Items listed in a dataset
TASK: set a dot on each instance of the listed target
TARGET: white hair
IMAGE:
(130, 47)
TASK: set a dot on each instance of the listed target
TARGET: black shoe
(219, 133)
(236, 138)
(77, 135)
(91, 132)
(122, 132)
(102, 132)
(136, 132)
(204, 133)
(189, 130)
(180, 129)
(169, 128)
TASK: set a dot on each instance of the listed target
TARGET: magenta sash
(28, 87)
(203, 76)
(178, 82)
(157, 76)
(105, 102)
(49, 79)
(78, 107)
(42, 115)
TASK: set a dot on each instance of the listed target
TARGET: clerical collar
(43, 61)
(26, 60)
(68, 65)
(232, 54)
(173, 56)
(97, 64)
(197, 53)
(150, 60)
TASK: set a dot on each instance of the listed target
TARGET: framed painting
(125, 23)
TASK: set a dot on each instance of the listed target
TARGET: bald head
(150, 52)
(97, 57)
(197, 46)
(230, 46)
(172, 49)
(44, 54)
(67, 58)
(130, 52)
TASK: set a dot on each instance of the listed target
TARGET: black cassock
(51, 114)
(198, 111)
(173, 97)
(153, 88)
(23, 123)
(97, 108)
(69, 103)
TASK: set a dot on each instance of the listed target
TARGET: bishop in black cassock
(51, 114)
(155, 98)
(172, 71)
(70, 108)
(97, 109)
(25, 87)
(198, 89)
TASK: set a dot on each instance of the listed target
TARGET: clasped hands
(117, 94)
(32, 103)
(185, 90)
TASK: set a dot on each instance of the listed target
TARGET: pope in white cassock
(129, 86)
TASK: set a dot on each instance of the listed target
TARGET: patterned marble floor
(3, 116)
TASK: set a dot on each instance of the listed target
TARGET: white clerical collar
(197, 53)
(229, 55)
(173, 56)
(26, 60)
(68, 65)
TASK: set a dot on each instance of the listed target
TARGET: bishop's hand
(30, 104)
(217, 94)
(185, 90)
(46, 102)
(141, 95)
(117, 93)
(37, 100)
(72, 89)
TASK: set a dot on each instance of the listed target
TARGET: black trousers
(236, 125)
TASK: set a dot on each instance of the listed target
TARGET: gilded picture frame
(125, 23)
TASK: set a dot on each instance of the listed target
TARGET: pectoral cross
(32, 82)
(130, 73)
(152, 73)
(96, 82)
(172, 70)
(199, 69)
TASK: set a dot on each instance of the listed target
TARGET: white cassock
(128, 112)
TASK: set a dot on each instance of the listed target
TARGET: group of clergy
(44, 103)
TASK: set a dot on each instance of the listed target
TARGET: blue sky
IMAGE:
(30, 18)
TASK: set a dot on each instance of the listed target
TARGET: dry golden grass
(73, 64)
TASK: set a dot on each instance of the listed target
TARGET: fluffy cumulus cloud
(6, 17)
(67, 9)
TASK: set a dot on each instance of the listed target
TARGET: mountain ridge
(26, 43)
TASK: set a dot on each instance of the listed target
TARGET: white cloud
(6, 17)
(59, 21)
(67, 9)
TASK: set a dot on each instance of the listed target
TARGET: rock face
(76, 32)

**AIM OF THE EXERCISE**
Please locate each line in the data above that contains the string "cloud" and copy those lines out. Matching is case-sensitive.

**EXPECTED ANSWER**
TARGET: fluffy cumulus cloud
TARGET: white cloud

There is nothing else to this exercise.